▸ **Tugas yang Dikerjakan**:
[A] Sebutkan semua nama orang yang muncul dalam artikel tentang reshuffle.
[B] Tuliskan kembali seluruh bagian artikel tentang reshuffle dari "Sejak evaluasi enam" hingga "peran Kabinet Kerja.".
[C] Tentukan apakah pernyataan berikut sesuai dengan artikel tentang reshuffle. Jawab ya atau tidak, lalu kutip kata-kata penentunya dari artikel. (i) Artikel terbit di Republika Online pada hari Selasa, 7 Juli 2015. (ii) Jokowi disebut tidak memiliki dukungan rakyat yang berarti. (iii) Tekanan terhadap pemerintahan Jokowi sudah datang sejak evaluasi enam bulan pertama.

Reshuffle untuk Siapa?

Reshuffle untuk Siapa? Oleh: Dr. Gun Gun Heryanto (Artikel ini terbit di Republika Online, Selasa, 7 Juli 2015) Isu yang selalu hadir d...

Reshuffle untuk Siapa?

Oleh: Dr. Gun Gun Heryanto

(Artikel ini terbit di Republika Online, Selasa, 7 Juli 2015)

Isu yang selalu hadir dan bertiup kencang setiap ada evaluasi kabinet adalah reshuffle sejumlah menteri yang dianggap minim prestasi dan mendapat resistensi sejumlah kalangan. Kini isu reshuffle pun dirasakan Kabinet Kerja di bawah kepemimpinan Jokowi-Kalla.

Sejak evaluasi enam bulan pertama pemerintahannya hingga kini, tekanan demi tekanan datang menghantam pemerintahan Jokowi dan belakangan semakin memanas dengan riuh rendahnya pernyataan para politisi dan elite opini lainnya. Pertanyaan mendasarnya, reshuffle itu untuk siapa? Jika akhirnya perombakan hanya untuk menyenangkan para pemburu kekuasaan, bukan perbaikan kinerja yang didapatkan, melainkan zona nyaman kekuasaan elite.

Bangunan kekuasaan Jokowi dihadapkan pada realitas politik yang dikendalikan sekelompok partai berpola oligarki. Meski mengantongi dukungan rakyat cukup signifikan, Jokowi berpotensi tersandera politik representasi yang bisa membuatnya gagal mengoptimalkan peran Kabinet Kerja.

▸ **Informasi yang Tersedia**:
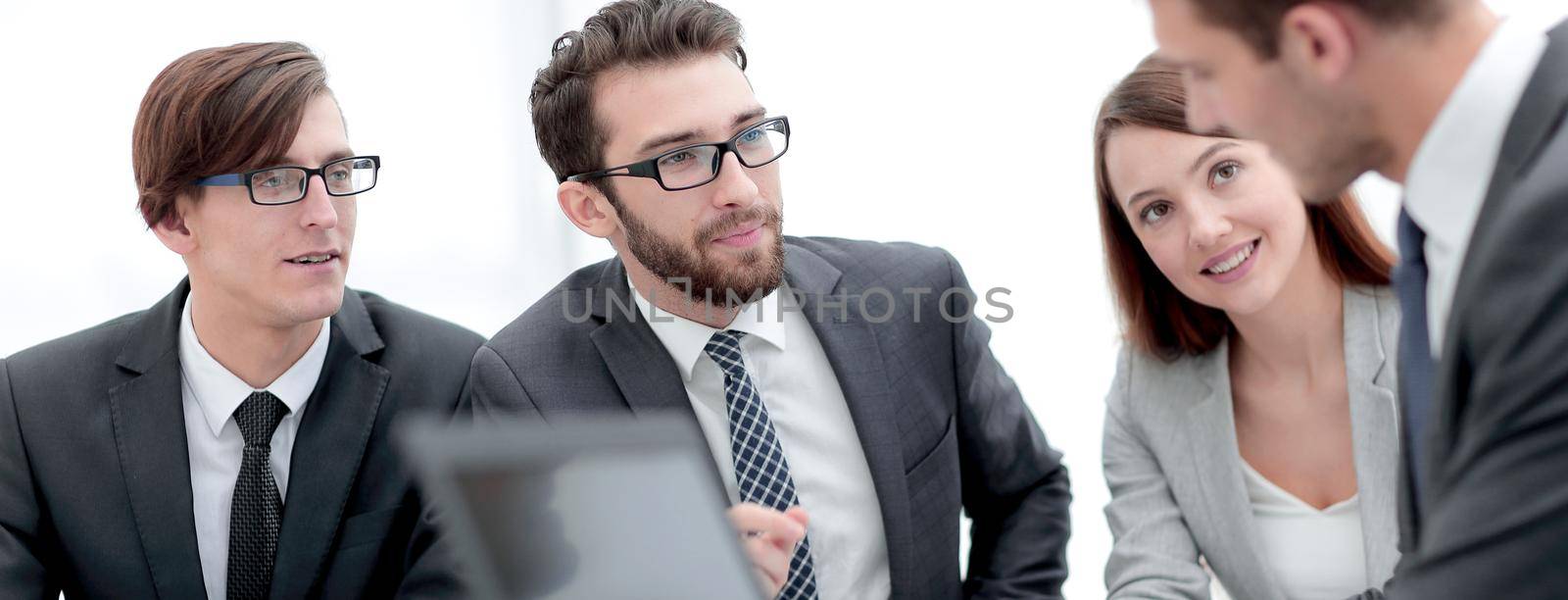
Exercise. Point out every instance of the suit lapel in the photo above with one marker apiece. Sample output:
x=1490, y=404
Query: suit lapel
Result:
x=1215, y=462
x=149, y=435
x=1372, y=420
x=642, y=367
x=328, y=450
x=857, y=362
x=1536, y=120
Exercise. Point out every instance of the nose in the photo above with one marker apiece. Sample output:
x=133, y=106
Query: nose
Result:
x=734, y=185
x=316, y=208
x=1209, y=225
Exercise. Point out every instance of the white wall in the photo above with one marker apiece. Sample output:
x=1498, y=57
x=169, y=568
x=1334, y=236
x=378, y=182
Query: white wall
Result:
x=956, y=125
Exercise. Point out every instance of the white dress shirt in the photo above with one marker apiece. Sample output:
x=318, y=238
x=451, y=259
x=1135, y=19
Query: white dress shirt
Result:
x=211, y=394
x=1452, y=169
x=812, y=425
x=1316, y=555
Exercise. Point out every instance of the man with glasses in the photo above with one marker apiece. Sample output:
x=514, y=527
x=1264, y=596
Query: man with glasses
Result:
x=847, y=380
x=231, y=441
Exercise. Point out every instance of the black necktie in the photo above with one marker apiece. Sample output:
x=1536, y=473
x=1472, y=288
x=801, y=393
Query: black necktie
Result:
x=1415, y=344
x=258, y=508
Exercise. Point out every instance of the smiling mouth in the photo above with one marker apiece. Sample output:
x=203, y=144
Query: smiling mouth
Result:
x=1235, y=261
x=313, y=258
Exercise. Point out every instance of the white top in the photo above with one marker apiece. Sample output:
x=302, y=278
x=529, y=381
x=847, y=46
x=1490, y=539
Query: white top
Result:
x=211, y=394
x=812, y=425
x=1313, y=553
x=1452, y=169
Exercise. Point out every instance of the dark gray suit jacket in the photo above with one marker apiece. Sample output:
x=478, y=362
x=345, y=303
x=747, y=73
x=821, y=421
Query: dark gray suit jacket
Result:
x=941, y=425
x=94, y=470
x=1492, y=519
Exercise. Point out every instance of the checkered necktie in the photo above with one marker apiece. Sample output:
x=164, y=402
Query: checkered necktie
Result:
x=258, y=508
x=760, y=470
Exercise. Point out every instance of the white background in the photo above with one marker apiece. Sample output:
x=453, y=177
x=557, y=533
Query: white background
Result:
x=956, y=125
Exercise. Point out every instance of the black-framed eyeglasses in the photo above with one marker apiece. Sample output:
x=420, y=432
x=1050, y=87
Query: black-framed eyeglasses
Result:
x=287, y=184
x=684, y=169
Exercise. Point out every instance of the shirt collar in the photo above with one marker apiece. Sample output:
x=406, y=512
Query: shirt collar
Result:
x=220, y=393
x=687, y=339
x=1452, y=167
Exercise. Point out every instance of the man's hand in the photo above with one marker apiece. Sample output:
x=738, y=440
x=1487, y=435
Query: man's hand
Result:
x=768, y=537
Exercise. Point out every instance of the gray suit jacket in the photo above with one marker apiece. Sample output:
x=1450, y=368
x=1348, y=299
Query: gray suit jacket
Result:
x=941, y=425
x=94, y=470
x=1492, y=519
x=1175, y=470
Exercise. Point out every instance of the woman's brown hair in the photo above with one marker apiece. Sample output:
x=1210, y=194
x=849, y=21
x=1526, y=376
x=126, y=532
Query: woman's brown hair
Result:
x=1156, y=318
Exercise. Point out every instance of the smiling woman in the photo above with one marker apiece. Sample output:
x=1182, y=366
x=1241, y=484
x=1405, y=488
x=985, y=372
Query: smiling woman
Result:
x=1256, y=331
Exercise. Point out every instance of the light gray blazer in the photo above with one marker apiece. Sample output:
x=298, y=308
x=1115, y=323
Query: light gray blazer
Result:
x=1175, y=470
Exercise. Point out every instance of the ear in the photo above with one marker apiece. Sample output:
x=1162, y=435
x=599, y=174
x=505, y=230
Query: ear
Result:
x=588, y=209
x=1319, y=41
x=172, y=229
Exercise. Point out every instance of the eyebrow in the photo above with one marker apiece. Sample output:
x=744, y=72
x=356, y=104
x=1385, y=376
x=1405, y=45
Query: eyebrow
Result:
x=284, y=161
x=1209, y=153
x=692, y=133
x=1197, y=164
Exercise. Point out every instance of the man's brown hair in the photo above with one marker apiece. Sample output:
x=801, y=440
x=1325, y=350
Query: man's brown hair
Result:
x=1258, y=21
x=216, y=112
x=1157, y=318
x=627, y=33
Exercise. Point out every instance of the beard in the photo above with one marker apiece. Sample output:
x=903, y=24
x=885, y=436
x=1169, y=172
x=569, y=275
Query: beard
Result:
x=1332, y=146
x=705, y=276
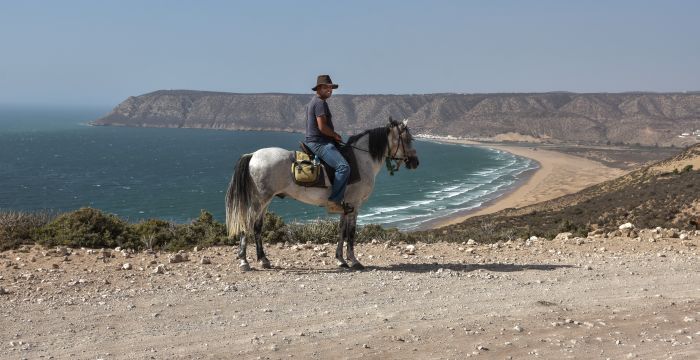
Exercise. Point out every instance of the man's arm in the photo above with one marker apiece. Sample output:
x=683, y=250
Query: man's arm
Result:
x=326, y=130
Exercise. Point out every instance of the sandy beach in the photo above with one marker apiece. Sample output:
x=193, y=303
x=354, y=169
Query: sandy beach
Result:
x=558, y=174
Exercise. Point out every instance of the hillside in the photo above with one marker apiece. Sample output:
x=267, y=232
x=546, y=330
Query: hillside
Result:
x=631, y=118
x=664, y=194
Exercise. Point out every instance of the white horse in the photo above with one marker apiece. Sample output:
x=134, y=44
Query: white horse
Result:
x=264, y=174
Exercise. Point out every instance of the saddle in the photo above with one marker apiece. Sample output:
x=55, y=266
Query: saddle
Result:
x=305, y=173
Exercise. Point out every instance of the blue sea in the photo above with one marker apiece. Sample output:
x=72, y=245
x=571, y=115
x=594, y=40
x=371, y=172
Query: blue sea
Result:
x=50, y=159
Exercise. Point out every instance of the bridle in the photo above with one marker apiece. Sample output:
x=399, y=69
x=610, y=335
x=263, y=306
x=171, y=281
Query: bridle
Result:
x=391, y=167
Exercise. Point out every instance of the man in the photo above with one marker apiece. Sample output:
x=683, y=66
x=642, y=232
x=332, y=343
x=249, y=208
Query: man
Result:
x=321, y=138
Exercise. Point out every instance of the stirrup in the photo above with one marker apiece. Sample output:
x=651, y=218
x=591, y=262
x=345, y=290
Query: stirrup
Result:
x=342, y=208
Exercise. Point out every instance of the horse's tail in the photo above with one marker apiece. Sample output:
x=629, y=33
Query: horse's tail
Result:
x=240, y=198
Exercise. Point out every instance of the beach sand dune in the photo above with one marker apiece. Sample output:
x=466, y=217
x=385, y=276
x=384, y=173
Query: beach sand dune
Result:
x=559, y=174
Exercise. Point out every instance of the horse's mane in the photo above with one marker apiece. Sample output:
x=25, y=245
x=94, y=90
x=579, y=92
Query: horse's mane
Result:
x=378, y=141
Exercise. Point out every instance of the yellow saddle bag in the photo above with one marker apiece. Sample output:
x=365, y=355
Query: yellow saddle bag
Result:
x=304, y=172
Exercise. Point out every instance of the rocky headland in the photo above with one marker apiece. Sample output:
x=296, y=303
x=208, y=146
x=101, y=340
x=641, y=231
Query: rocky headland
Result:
x=597, y=118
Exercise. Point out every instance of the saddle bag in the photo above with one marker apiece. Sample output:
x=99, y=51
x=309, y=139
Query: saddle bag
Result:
x=305, y=172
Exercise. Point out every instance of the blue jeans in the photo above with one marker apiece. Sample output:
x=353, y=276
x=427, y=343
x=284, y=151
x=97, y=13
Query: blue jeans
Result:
x=330, y=154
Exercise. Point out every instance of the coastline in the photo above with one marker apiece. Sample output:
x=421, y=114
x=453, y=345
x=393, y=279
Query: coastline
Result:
x=558, y=174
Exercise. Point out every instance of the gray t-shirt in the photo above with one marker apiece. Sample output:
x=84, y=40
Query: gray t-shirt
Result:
x=317, y=107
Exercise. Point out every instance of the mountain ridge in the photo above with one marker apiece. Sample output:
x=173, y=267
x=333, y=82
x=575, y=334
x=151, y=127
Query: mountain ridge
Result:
x=630, y=118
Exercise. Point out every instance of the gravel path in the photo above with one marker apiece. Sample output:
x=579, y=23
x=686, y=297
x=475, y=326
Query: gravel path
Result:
x=585, y=298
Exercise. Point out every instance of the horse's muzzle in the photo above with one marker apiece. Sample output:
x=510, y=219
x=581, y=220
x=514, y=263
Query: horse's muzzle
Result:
x=412, y=162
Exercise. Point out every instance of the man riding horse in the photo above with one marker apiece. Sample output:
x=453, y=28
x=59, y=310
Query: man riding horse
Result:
x=322, y=139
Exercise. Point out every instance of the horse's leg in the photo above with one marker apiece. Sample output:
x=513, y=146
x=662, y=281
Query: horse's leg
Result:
x=257, y=230
x=350, y=227
x=243, y=266
x=343, y=236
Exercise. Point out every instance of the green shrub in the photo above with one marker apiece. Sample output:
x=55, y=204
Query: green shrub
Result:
x=204, y=231
x=88, y=227
x=20, y=228
x=154, y=233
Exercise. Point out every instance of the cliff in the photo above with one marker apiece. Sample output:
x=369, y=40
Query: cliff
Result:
x=645, y=118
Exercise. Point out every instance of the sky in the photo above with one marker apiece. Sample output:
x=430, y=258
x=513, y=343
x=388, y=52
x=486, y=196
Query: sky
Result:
x=101, y=52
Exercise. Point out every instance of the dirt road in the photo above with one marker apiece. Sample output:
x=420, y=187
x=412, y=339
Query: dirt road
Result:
x=590, y=298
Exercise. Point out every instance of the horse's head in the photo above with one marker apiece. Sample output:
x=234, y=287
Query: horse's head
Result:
x=401, y=144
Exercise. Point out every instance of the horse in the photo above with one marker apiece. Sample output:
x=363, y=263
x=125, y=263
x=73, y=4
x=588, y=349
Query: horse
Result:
x=260, y=176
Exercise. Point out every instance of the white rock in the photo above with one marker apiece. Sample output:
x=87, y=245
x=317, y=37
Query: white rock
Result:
x=177, y=258
x=626, y=226
x=160, y=269
x=410, y=249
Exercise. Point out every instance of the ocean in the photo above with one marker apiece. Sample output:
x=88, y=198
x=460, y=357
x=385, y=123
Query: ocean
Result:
x=50, y=159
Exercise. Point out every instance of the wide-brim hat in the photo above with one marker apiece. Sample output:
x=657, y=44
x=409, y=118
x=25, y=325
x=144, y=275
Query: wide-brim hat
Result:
x=324, y=80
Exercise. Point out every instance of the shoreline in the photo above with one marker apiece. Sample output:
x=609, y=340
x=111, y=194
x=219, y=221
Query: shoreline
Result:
x=558, y=174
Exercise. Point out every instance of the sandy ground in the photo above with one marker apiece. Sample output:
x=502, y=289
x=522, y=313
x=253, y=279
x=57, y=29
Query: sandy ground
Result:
x=559, y=174
x=591, y=298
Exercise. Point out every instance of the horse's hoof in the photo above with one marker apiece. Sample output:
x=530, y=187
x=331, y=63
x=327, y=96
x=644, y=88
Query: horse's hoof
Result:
x=358, y=266
x=244, y=267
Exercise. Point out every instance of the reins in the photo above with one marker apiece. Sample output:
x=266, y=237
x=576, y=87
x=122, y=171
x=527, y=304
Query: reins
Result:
x=391, y=168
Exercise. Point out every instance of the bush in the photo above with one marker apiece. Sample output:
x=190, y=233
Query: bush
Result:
x=20, y=228
x=204, y=231
x=88, y=227
x=154, y=233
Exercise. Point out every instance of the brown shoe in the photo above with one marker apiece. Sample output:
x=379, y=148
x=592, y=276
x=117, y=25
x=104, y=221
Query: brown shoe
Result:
x=334, y=208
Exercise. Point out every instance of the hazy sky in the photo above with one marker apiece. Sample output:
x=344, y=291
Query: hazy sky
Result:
x=100, y=52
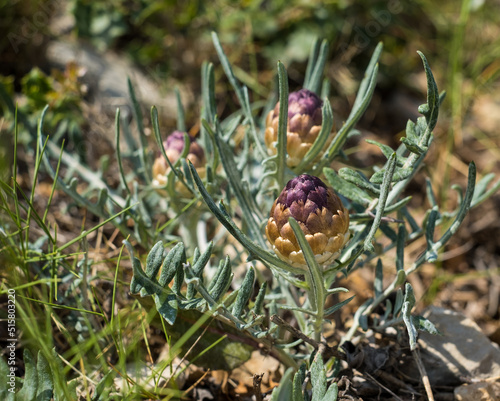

▸ **Jawaban Setiap Tugas**:
[A] Gun Gun Heryanto, Jokowi, Kalla

[B]
Sejak evaluasi enam bulan pertama pemerintahannya hingga kini, tekanan demi tekanan datang menghantam pemerintahan Jokowi dan belakangan semakin memanas dengan riuh rendahnya pernyataan para politisi dan elite opini lainnya. Pertanyaan mendasarnya, reshuffle itu untuk siapa? Jika akhirnya perombakan hanya untuk menyenangkan para pemburu kekuasaan, bukan perbaikan kinerja yang didapatkan, melainkan zona nyaman kekuasaan elite.

Bangunan kekuasaan Jokowi dihadapkan pada realitas politik yang dikendalikan sekelompok partai berpola oligarki. Meski mengantongi dukungan rakyat cukup signifikan, Jokowi berpotensi tersandera politik representasi yang bisa membuatnya gagal mengoptimalkan peran Kabinet Kerja.

[C]
(i) Ya: "Artikel ini terbit di Republika Online, Selasa, 7 Juli 2015"
(ii) Tidak: "Meski mengantongi dukungan rakyat cukup signifikan"
(iii) Ya: "Sejak evaluasi enam bulan pertama pemerintahannya hingga kini, tekanan demi tekanan datang menghantam pemerintahan Jokowi"